[Detection annotation rows]
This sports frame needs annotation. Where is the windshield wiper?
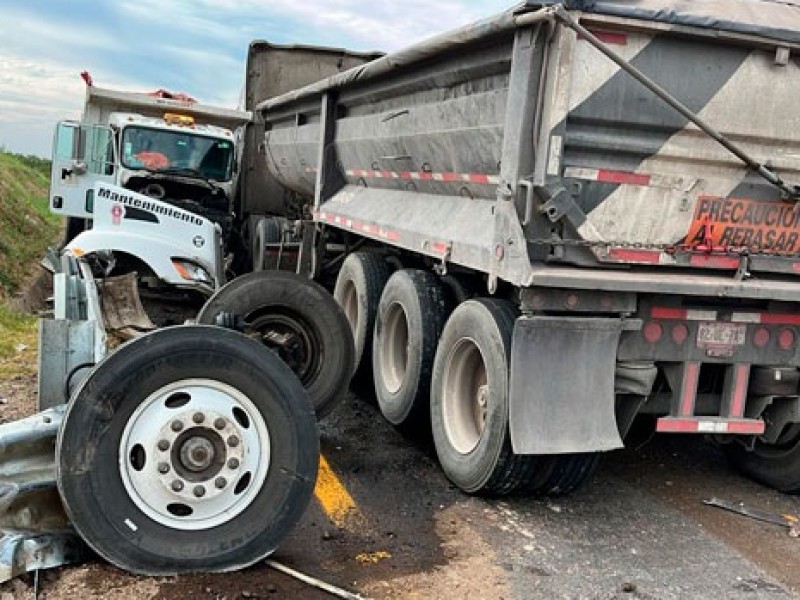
[154,167,216,187]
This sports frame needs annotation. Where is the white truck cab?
[50,85,250,295]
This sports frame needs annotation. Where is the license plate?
[697,323,747,348]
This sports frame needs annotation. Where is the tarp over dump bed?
[526,0,800,44]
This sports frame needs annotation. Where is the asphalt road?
[0,386,800,600]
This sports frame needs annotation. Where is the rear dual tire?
[430,299,598,495]
[722,424,800,495]
[372,269,450,433]
[197,271,354,418]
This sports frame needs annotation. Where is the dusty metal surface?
[0,406,87,582]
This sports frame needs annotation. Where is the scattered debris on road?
[266,560,369,600]
[703,498,800,537]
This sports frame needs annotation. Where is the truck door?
[50,121,116,219]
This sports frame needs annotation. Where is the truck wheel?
[333,252,392,378]
[722,424,800,494]
[517,452,600,496]
[372,269,448,431]
[197,271,353,418]
[56,326,319,575]
[431,299,547,495]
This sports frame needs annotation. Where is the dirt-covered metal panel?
[547,18,800,271]
[527,0,800,43]
[237,40,381,215]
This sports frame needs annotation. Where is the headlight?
[172,258,213,285]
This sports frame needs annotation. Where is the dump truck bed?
[258,0,800,296]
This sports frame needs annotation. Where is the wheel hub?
[153,410,245,498]
[178,435,216,473]
[120,380,270,529]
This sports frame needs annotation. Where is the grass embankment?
[0,150,61,377]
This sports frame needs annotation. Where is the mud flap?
[97,273,156,339]
[509,317,624,454]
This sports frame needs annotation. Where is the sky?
[0,0,517,157]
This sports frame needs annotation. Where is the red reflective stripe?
[608,248,661,264]
[597,169,650,185]
[469,173,489,183]
[689,254,739,269]
[730,365,750,417]
[656,418,697,433]
[650,306,688,320]
[681,361,700,417]
[761,313,800,325]
[728,419,766,435]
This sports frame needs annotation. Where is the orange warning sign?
[686,196,800,254]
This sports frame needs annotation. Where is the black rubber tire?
[430,299,546,496]
[517,452,601,497]
[372,269,450,433]
[197,271,354,418]
[721,425,800,495]
[333,252,392,380]
[56,326,319,575]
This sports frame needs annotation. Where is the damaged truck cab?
[50,85,249,296]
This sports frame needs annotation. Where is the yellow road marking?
[314,454,358,526]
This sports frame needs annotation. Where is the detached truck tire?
[56,326,319,575]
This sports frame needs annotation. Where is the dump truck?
[0,49,376,581]
[50,81,250,304]
[220,0,800,494]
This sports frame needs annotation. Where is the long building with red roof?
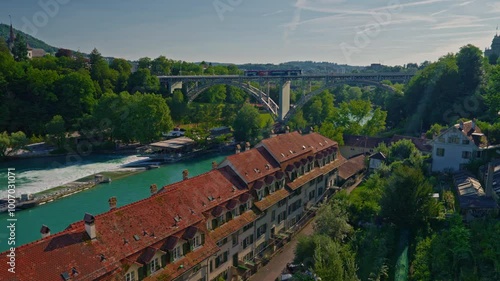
[0,132,356,281]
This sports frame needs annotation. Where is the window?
[243,251,253,261]
[226,210,234,221]
[172,246,182,261]
[462,151,472,159]
[125,270,137,281]
[215,251,229,268]
[278,211,286,224]
[217,237,227,247]
[257,224,267,237]
[309,190,315,200]
[231,233,238,247]
[149,258,160,273]
[278,198,286,208]
[243,223,253,232]
[243,234,253,249]
[193,235,203,249]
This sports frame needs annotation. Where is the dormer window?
[172,245,182,261]
[149,258,160,273]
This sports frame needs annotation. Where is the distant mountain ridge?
[0,24,364,73]
[0,23,59,54]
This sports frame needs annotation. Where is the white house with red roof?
[430,120,488,172]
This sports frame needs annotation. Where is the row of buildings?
[0,132,364,281]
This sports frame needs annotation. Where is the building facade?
[431,120,487,172]
[0,132,352,281]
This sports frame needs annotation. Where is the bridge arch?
[282,80,397,124]
[186,80,279,119]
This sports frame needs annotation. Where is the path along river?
[0,154,225,252]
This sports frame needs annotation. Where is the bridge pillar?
[167,82,183,94]
[278,81,291,121]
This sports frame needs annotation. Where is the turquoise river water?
[0,154,226,252]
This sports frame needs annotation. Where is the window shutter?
[161,254,167,267]
[137,267,145,281]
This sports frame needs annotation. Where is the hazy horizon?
[0,0,500,66]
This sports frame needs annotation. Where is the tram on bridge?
[244,69,302,77]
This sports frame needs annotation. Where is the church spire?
[9,15,16,43]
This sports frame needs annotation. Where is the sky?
[0,0,500,65]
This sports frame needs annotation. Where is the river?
[0,154,229,252]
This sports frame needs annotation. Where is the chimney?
[83,212,95,240]
[149,184,158,196]
[108,196,117,211]
[485,162,495,197]
[40,224,50,239]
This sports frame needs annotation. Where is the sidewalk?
[249,177,364,281]
[249,218,315,281]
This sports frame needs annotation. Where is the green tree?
[0,131,29,158]
[12,33,28,61]
[457,44,483,95]
[381,165,438,230]
[55,71,97,124]
[233,104,260,142]
[314,199,354,243]
[46,115,66,149]
[425,123,446,139]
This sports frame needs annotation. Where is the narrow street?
[250,219,314,281]
[249,177,363,281]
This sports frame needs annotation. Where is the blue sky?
[0,0,500,65]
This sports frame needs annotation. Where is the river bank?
[33,168,146,205]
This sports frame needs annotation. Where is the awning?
[226,199,238,211]
[212,206,224,217]
[253,181,264,190]
[240,193,250,203]
[182,226,198,240]
[264,175,274,185]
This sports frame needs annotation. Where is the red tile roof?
[221,147,279,183]
[0,169,246,281]
[287,153,346,190]
[302,133,338,153]
[344,135,387,148]
[454,121,488,148]
[209,210,258,242]
[262,132,312,163]
[254,188,290,211]
[339,155,366,180]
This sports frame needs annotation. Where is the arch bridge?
[158,73,415,123]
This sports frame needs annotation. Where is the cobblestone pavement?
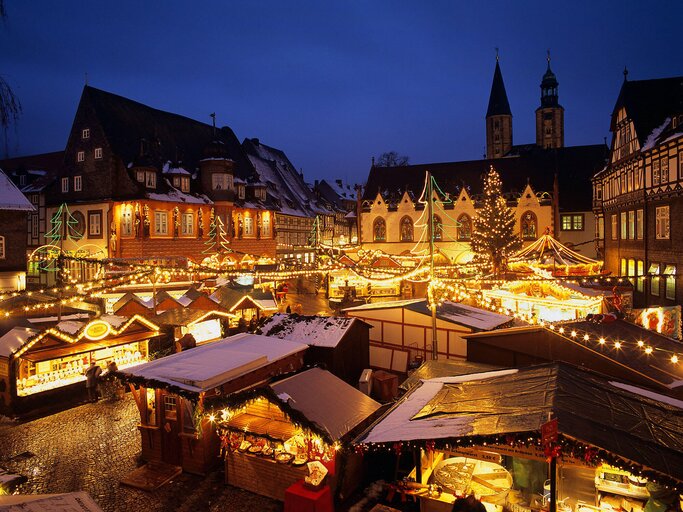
[0,395,283,512]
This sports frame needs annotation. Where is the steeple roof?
[486,58,512,117]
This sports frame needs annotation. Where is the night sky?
[0,0,683,182]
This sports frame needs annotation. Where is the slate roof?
[363,144,608,211]
[486,61,512,117]
[242,139,331,217]
[0,151,64,194]
[610,76,683,147]
[81,85,252,176]
[0,170,35,211]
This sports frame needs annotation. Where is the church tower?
[536,51,564,148]
[486,53,512,158]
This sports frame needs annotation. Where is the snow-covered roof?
[122,333,307,393]
[0,327,40,357]
[145,180,213,204]
[261,313,359,348]
[0,170,35,211]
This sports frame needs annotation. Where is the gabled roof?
[270,368,380,440]
[120,333,308,393]
[0,170,35,211]
[363,144,608,211]
[486,60,512,117]
[242,139,331,217]
[75,85,252,182]
[611,76,683,147]
[261,313,361,348]
[359,363,683,482]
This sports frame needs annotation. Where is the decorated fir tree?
[45,203,83,245]
[471,166,522,275]
[204,210,232,254]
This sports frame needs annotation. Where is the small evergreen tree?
[203,214,232,254]
[471,166,522,275]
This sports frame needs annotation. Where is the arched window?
[401,217,413,242]
[372,217,387,242]
[67,212,85,240]
[521,211,538,240]
[458,213,472,242]
[433,215,443,242]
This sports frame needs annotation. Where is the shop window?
[432,215,443,242]
[664,265,676,300]
[180,213,194,236]
[121,207,133,236]
[164,395,178,420]
[636,260,645,293]
[648,263,659,297]
[88,210,102,238]
[457,213,472,242]
[401,217,413,242]
[522,212,538,240]
[655,206,669,240]
[372,217,387,242]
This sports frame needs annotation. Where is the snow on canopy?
[509,234,602,275]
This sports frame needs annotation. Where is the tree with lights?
[204,210,232,254]
[471,166,522,275]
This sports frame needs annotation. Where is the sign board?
[541,418,557,446]
[84,320,111,341]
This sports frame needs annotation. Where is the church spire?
[486,53,512,158]
[486,58,512,117]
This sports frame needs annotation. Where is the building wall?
[360,186,554,263]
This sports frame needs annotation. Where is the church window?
[522,211,538,240]
[401,217,413,242]
[458,213,472,242]
[372,217,387,242]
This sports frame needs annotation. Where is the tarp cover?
[270,368,380,440]
[361,363,683,481]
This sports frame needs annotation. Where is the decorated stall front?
[355,363,683,512]
[482,277,604,322]
[508,233,603,277]
[206,368,380,504]
[118,333,307,474]
[0,315,159,412]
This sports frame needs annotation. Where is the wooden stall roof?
[357,363,683,483]
[119,333,308,393]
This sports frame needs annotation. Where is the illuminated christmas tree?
[471,166,522,275]
[203,210,232,254]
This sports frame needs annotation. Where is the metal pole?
[425,171,439,360]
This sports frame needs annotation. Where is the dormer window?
[145,171,157,188]
[173,176,190,192]
[211,172,232,190]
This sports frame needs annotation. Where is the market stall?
[118,333,307,474]
[0,315,159,412]
[355,363,683,512]
[206,368,380,500]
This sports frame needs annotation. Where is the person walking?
[85,359,102,402]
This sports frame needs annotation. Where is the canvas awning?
[357,363,683,484]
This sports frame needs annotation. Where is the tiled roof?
[612,76,683,147]
[363,144,607,211]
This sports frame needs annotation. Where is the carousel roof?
[510,234,602,266]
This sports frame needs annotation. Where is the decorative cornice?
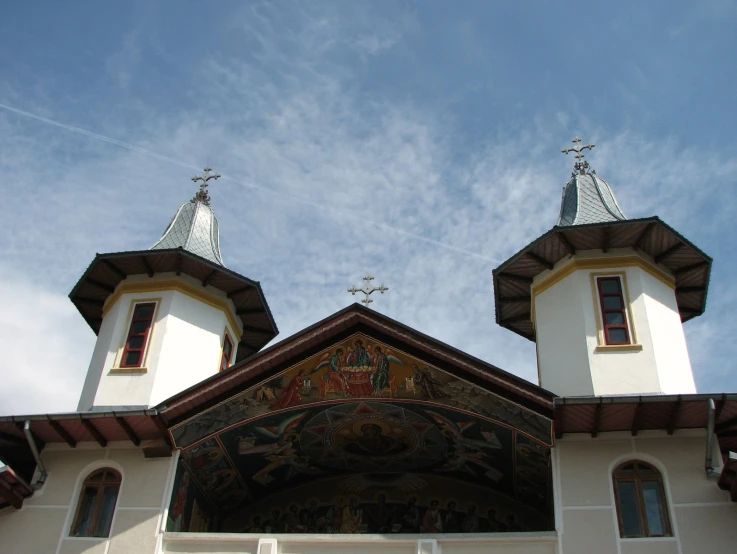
[102,279,243,342]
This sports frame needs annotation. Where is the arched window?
[70,467,120,537]
[613,460,671,538]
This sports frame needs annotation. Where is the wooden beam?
[102,259,128,279]
[202,269,218,287]
[0,431,28,446]
[115,416,141,446]
[140,256,154,277]
[0,479,23,510]
[501,312,532,325]
[228,285,252,298]
[673,261,709,277]
[86,277,115,294]
[591,402,603,439]
[499,294,532,302]
[633,221,655,250]
[79,416,107,448]
[499,273,532,285]
[665,395,683,435]
[553,406,563,439]
[48,417,77,448]
[74,296,105,307]
[555,231,576,256]
[630,400,643,437]
[235,308,264,315]
[654,242,686,264]
[243,325,274,333]
[15,421,46,451]
[525,252,553,269]
[676,286,706,294]
[601,227,612,254]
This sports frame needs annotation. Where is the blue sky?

Do this
How many lines in the rows above contain the string "decorated"? Reply with the number alone.

In response
2